Article →
The core mission of the Discovery Institute is to promote intelligent design. The end purpose is to duck court rulings that eliminated religion from the science classroom, by confusing people into conflating science and religion. In light of this, the Discovery Institute cannot be used as a reference for anything but their beliefs, membership and statements. Questionable sources, according to the sourcing policy, WP:V, are those with a poor reputation for fact-checking or with no editorial oversight, and should only be used in articles about themselves. Articles about such sources should not repeat any contentious claims the source has made about third parties, unless those claims have also been published by reliable sources.

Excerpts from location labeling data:

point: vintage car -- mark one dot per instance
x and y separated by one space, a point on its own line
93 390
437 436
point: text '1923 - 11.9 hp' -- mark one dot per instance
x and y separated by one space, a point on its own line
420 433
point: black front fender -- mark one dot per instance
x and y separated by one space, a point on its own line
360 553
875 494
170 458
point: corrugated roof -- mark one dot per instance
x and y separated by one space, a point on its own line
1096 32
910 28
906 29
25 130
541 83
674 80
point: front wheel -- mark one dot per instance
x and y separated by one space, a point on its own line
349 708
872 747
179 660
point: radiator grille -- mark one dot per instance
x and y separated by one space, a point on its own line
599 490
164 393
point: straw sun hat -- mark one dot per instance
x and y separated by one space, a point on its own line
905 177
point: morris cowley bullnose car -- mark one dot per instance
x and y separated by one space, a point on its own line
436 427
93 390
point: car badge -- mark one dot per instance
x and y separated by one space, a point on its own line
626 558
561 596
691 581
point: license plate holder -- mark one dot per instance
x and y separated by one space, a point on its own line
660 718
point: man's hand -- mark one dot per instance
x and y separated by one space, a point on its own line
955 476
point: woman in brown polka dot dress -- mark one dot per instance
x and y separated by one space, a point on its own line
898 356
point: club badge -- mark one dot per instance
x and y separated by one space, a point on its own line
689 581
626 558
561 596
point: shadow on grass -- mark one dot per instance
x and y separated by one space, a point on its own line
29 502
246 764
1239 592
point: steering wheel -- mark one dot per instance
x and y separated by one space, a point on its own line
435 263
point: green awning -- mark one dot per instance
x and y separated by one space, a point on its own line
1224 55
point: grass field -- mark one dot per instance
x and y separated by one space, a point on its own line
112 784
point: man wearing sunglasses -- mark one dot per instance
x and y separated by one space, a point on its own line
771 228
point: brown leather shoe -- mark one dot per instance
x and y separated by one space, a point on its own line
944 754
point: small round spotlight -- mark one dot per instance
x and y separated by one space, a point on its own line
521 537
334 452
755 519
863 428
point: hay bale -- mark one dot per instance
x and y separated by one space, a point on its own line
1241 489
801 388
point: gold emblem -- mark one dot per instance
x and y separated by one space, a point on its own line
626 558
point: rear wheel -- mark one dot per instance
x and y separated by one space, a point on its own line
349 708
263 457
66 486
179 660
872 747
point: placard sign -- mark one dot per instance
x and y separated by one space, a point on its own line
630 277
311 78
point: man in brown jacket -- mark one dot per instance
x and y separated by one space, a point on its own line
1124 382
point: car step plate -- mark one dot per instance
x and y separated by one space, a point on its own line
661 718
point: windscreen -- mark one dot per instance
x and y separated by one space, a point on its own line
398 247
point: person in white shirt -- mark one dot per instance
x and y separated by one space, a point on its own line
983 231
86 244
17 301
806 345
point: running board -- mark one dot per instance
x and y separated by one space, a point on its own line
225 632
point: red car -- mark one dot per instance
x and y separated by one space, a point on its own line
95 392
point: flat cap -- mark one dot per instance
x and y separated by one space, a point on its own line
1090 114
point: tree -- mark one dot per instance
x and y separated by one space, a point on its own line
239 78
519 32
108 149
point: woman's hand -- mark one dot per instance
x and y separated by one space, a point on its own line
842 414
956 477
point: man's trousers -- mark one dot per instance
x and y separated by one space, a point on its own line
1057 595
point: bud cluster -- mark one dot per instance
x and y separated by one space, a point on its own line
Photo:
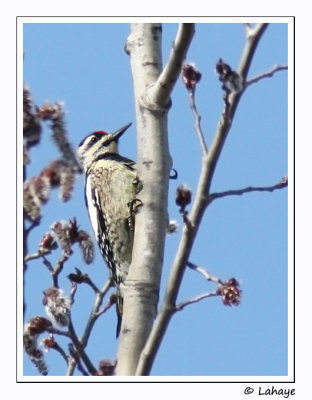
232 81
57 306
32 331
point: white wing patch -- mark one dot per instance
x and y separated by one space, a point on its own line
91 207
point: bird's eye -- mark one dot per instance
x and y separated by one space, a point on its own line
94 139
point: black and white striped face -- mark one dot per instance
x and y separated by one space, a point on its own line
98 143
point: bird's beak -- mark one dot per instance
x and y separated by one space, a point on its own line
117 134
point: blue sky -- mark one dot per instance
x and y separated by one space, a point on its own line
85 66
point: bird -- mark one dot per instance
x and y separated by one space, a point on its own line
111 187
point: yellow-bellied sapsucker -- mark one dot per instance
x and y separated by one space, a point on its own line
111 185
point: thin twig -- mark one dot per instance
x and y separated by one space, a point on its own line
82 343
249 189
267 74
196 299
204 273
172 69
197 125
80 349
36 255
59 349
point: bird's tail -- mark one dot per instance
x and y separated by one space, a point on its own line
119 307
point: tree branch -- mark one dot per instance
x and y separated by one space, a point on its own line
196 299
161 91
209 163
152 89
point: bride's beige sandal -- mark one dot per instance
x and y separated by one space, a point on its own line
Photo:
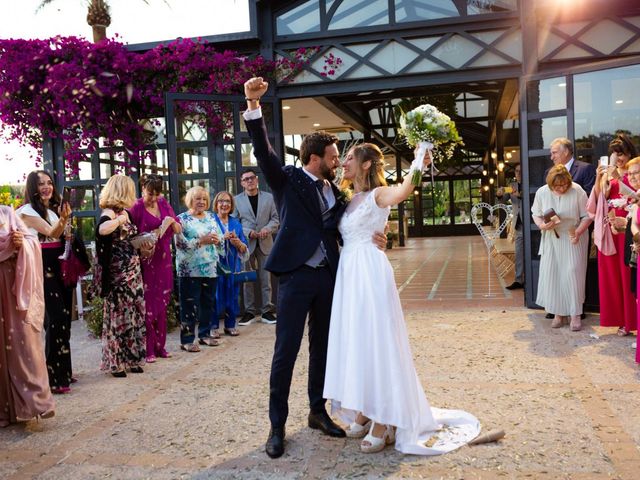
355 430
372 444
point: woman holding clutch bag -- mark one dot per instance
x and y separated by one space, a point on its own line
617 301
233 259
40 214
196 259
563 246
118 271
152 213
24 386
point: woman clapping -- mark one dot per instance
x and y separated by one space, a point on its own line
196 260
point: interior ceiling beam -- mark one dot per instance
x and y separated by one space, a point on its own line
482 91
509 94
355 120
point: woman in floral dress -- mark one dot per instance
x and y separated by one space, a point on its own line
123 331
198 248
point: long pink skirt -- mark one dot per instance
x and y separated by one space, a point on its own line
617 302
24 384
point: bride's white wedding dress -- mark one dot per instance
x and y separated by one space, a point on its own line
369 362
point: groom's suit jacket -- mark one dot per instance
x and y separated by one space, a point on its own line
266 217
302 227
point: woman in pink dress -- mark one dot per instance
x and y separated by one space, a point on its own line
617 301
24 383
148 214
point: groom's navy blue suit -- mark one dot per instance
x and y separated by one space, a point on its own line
...
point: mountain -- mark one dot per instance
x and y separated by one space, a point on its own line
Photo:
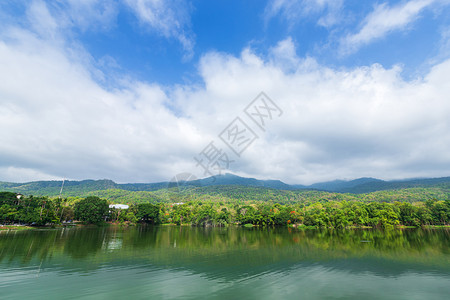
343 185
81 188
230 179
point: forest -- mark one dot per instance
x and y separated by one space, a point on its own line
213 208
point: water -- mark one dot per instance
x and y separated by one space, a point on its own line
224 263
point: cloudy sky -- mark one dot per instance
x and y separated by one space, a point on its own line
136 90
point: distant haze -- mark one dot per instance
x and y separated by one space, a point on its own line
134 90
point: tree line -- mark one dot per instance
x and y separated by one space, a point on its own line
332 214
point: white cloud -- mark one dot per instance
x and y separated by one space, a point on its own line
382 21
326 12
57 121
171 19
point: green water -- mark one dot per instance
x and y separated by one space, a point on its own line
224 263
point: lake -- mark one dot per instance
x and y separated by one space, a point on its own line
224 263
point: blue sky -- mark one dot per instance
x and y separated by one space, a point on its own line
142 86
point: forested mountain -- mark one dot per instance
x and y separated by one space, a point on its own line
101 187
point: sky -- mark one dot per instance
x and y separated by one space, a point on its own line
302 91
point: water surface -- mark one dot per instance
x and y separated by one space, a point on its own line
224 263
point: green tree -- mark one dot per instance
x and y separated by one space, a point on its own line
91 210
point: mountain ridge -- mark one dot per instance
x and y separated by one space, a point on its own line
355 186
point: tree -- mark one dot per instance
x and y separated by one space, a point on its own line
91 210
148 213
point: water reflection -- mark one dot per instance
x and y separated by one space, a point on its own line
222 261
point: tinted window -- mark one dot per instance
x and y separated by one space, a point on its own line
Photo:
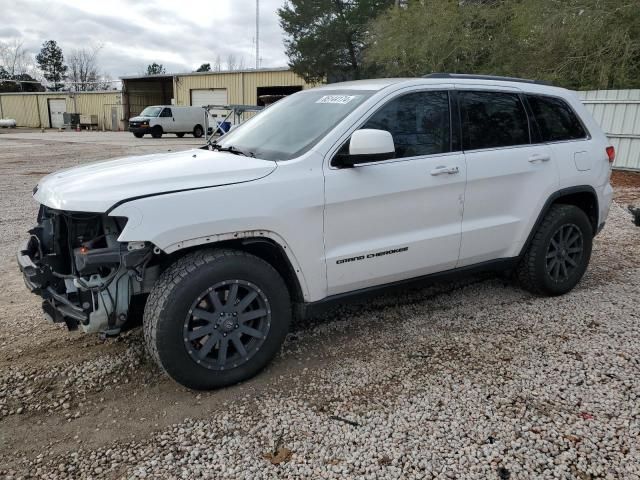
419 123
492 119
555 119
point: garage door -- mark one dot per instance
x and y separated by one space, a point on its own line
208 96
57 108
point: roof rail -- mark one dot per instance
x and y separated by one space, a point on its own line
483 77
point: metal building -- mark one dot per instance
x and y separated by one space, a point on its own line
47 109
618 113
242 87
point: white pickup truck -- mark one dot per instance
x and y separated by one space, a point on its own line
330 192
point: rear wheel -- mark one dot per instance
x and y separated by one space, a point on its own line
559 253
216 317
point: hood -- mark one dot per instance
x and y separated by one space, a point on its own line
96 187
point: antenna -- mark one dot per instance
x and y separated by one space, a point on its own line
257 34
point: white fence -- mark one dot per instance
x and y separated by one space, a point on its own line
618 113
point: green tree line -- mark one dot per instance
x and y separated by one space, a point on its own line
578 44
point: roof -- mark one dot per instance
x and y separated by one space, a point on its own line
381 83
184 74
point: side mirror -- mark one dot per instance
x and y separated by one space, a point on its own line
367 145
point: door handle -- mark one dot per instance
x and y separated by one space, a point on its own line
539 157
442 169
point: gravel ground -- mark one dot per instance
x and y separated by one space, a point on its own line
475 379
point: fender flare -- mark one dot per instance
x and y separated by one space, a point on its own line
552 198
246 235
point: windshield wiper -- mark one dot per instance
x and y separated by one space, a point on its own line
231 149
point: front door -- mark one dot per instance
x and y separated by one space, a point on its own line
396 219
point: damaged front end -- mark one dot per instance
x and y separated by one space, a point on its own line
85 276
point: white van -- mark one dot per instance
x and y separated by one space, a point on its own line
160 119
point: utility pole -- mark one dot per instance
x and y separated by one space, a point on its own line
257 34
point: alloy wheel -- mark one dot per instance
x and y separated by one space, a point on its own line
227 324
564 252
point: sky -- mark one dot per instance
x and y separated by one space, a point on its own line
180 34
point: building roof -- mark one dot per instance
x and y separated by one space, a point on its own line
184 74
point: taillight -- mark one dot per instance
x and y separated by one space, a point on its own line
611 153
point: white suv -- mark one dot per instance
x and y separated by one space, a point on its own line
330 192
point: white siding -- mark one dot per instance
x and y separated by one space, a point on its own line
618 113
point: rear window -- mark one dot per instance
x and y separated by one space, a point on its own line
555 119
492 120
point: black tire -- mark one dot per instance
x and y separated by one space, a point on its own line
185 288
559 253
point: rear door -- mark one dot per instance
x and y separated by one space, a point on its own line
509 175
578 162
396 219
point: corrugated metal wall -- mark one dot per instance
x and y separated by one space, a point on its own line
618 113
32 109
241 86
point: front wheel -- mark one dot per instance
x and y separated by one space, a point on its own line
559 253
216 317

The task →
According to the passage on the Discovery Institute, what is the institute's core mission? These lines have no connection to the passage.

Answer to the task →
To promote intelligent design.